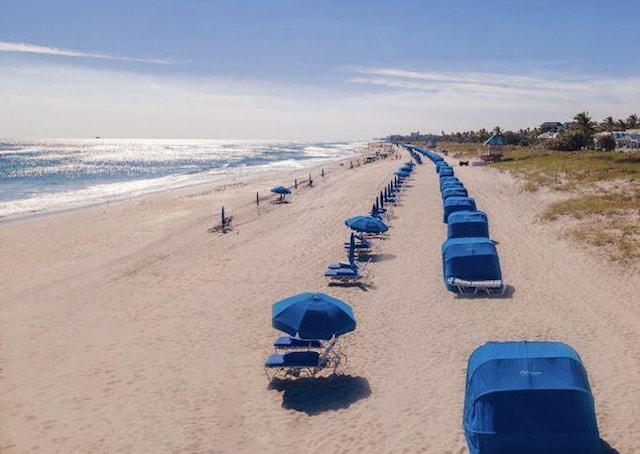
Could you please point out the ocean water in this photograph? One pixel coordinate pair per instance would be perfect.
(39, 176)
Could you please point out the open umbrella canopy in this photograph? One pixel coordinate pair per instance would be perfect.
(366, 224)
(281, 190)
(313, 316)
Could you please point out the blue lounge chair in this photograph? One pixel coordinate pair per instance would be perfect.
(470, 265)
(453, 204)
(468, 224)
(361, 242)
(303, 362)
(348, 274)
(529, 398)
(293, 343)
(457, 191)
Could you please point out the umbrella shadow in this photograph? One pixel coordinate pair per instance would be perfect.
(364, 257)
(607, 448)
(361, 285)
(316, 395)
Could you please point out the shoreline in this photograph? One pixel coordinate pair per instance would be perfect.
(132, 328)
(266, 174)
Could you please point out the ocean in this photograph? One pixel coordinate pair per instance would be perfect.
(41, 176)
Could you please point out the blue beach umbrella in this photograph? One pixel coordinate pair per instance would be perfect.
(313, 316)
(366, 224)
(281, 190)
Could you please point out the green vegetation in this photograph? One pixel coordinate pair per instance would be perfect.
(603, 187)
(563, 171)
(610, 203)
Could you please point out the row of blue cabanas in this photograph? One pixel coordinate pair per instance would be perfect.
(371, 224)
(520, 397)
(470, 259)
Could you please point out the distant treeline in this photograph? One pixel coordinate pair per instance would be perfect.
(570, 136)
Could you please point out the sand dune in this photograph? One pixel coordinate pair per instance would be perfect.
(130, 328)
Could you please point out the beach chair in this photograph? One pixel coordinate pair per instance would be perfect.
(471, 265)
(287, 343)
(350, 264)
(361, 242)
(351, 274)
(491, 287)
(299, 363)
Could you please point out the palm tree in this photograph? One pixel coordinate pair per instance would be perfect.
(585, 123)
(608, 124)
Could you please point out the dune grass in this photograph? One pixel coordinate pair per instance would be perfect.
(595, 204)
(566, 171)
(602, 188)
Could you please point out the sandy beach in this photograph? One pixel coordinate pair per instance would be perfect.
(131, 328)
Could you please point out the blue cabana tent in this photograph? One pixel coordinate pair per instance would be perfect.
(528, 398)
(445, 171)
(470, 259)
(447, 178)
(468, 224)
(440, 165)
(454, 191)
(453, 204)
(445, 181)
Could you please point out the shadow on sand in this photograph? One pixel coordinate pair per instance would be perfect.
(361, 285)
(607, 448)
(375, 257)
(315, 395)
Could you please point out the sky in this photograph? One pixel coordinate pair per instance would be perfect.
(311, 69)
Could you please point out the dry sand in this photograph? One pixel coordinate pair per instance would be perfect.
(129, 328)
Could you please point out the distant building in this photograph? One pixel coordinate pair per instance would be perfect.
(548, 135)
(493, 148)
(551, 126)
(627, 140)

────────────────

- **Instructions for the task**: Starting at the line that contains "Could you please point out the distant building", write out every line through the end of the entries, exactly and with nothing added.

- **Output for this task**:
Could you please point out the distant building in this photograph? One pixel coordinate pair per instance would be perfect.
(548, 135)
(493, 148)
(551, 126)
(627, 140)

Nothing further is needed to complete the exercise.